Extrait du document:
Violences conjugales : comment l’entreprise peut-elle accompagner les victimes ?
Par Agnès Redon | Le | Qvct et santé
Quel rôle peut jouer l’entreprise dans l’assistance et la protection des victimes de violences conjugales ? Le sujet a été abordé lors du colloque organisé à Paris le 28 février 2023 par le Groupe Technologia, un cabinet spécialisé en évaluation et en prévention des risques.
Le 16 février 2023, le Sénat a adopté définitivement en 2ème lecture sans modification et à l’unanimité la proposition de loi, qui vise à créer une aide universelle d’urgence pour les victimes de violences conjugales.
Dans ce contexte de protection accrue, quel rôle peut jouer l’entreprise dans l’assistance et la défense des victimes de violences conjugales ?
Déceler les signes de la violence : l’importance des collègues
Amélie Quintana, Présidente de l’association Cité de la RSE et de l’Impact Montpellier, a travaillé avec Sarah Barukh. Elle témoigne au nom de sa collègue, entrepreneure, réalisatrice et romancière, qui a mené une enquête de 2 ans pour identifier et retrouver les familles victimes de féminicides.
Ce qui a abouti à la conception de l’ouvrage collectif « 125 et des milliers » (sorti en mars 2023), dans lequel 125 personnalités racontent 125 victimes de féminicides.

Consignes:
Relevez, s'il vous plaît, toutes les personnes nommées dans l'extrait. Les enregistrements n'ont aucun lien avec l'extrait.

Données fournies:
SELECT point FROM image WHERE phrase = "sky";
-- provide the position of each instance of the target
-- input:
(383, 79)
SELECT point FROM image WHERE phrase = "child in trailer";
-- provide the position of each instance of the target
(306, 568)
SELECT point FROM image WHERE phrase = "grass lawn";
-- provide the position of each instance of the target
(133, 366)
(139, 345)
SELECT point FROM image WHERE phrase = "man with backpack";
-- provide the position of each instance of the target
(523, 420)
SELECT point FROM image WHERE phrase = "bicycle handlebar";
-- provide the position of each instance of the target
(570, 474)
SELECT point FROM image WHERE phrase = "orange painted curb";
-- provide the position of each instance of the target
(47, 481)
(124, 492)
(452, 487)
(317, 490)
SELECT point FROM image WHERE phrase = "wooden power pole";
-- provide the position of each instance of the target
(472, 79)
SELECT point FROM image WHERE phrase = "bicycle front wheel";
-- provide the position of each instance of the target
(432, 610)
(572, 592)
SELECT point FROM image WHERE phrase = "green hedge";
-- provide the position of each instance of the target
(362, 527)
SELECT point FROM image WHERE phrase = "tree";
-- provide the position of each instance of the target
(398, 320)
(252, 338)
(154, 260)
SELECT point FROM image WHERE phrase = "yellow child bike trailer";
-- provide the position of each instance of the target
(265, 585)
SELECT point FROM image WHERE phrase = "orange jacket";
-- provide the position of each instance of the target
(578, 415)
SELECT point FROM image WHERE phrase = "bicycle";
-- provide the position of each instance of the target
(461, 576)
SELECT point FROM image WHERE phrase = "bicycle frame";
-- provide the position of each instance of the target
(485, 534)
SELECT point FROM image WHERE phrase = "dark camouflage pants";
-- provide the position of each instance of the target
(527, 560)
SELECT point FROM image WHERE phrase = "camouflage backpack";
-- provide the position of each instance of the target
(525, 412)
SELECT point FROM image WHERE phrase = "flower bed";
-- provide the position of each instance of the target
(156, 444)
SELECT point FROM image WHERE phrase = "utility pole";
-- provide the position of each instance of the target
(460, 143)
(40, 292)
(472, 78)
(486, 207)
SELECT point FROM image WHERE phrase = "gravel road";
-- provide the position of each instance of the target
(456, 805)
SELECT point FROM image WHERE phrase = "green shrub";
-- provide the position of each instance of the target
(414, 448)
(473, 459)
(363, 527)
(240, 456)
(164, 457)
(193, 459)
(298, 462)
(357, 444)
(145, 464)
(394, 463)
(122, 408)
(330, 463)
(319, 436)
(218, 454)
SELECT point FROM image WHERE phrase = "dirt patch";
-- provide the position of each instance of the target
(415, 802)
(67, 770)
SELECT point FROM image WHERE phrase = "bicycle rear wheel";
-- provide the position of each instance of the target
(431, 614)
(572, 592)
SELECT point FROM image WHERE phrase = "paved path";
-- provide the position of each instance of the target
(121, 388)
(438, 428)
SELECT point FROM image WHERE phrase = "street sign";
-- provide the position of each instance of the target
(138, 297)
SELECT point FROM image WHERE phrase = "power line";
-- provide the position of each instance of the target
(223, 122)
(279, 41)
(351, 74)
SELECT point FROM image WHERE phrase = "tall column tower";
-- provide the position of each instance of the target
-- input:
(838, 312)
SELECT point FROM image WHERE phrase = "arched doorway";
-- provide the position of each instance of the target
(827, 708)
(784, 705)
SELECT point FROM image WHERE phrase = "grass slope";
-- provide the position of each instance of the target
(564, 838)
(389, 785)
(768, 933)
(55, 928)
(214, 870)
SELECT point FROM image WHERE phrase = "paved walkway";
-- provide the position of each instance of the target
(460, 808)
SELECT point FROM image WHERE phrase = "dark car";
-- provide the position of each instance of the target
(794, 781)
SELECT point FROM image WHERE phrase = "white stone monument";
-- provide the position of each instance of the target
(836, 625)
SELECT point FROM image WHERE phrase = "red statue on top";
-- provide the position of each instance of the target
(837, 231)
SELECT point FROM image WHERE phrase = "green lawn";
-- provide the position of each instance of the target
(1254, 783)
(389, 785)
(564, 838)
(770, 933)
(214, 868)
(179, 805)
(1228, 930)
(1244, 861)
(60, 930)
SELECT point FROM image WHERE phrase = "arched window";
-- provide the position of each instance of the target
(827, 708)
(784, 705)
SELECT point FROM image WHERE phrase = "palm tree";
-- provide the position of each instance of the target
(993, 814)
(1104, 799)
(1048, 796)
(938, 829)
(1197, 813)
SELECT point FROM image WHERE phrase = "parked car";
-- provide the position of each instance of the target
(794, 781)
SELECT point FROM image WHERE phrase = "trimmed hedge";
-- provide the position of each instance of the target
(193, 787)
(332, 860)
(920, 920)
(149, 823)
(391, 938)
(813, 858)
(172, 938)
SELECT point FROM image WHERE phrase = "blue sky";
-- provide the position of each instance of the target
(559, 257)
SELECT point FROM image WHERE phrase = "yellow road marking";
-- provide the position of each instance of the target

Exercice réalisé:
Agnès Redon
Amélie Quintana
Sarah Barukh